*Required work*
Update every row by changing "instance" to "occurrence" and leaving everything else unchanged. Leave the pictures out of your answer.

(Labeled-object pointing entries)

"""

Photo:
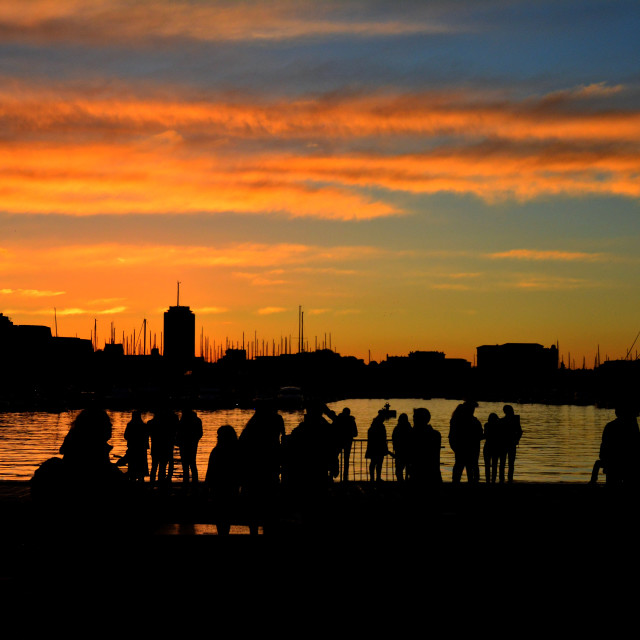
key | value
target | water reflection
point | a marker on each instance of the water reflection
(560, 443)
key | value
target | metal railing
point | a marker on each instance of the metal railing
(359, 465)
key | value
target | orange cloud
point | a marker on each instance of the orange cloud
(72, 154)
(97, 21)
(531, 254)
(114, 256)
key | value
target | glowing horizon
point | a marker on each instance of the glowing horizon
(432, 178)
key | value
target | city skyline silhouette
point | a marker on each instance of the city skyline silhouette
(416, 177)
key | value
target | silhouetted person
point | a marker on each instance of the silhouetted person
(494, 450)
(620, 447)
(377, 447)
(162, 433)
(401, 439)
(223, 478)
(426, 443)
(136, 434)
(346, 430)
(309, 452)
(512, 434)
(188, 435)
(260, 451)
(84, 482)
(465, 434)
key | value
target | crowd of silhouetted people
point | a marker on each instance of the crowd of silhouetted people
(254, 467)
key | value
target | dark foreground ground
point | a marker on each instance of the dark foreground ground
(360, 558)
(394, 529)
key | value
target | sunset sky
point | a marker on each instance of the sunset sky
(415, 175)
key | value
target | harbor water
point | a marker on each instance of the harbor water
(560, 442)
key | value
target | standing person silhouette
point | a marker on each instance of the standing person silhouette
(401, 440)
(377, 447)
(260, 451)
(136, 434)
(188, 435)
(223, 478)
(465, 435)
(512, 433)
(620, 447)
(162, 430)
(425, 455)
(346, 430)
(494, 449)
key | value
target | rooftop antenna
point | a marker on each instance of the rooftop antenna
(631, 347)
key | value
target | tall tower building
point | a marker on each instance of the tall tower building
(179, 333)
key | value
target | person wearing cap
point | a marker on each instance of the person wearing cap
(512, 433)
(465, 434)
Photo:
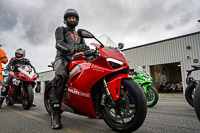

"""

*Reply*
Photo:
key | value
target | water reflection
point | a marker on each occurrence of the water reflection
(560, 443)
key | value
target | metal railing
point | a marker on each occurrence of the metal railing
(359, 465)
key | value
target | orange cloud
point | a marker on each occurrence of the orange cloud
(72, 154)
(97, 21)
(531, 254)
(114, 256)
key | value
target | glowing horizon
point | a marker on each occurrence of the glowing horizon
(432, 178)
key | value
target | city skyline silhouette
point | a marker on each occurrence of the city skyline silhouette
(416, 177)
key | value
target | silhouetted person
point | a marker on each occurrence of the silhouetted person
(494, 450)
(620, 447)
(377, 447)
(162, 433)
(401, 439)
(223, 478)
(426, 443)
(136, 434)
(346, 430)
(309, 452)
(512, 434)
(188, 435)
(260, 451)
(84, 482)
(465, 434)
key | value
target | crowd of silhouetted people
point | a marker on each occurrence of the crowd of silhouetted people
(254, 467)
key | value
target | dark foreground ground
point | a marker on each occurrence of the dark foreground ground
(360, 558)
(394, 529)
key | value
target | sunset sky
point | a marker on each occurrence of the sunset sky
(415, 175)
key | value
target | harbor water
point | a marker on each occurrence of the harbor water
(560, 442)
key | value
target | standing person silhouette
point | a marker on each occurrence of the standing person silhouette
(401, 440)
(377, 447)
(260, 451)
(136, 434)
(188, 435)
(223, 478)
(465, 435)
(512, 433)
(620, 447)
(162, 430)
(425, 455)
(346, 430)
(494, 449)
key | value
target | rooftop antenna
point | a marker on each occurrence of the rooftop antenna
(631, 347)
key | value
target | tall tower building
point | a marker on each occurrence of the tall tower building
(179, 333)
key | value
target | person wearing cap
point | a marker on each occurrence of the person wearing cap
(512, 433)
(465, 434)
Photo:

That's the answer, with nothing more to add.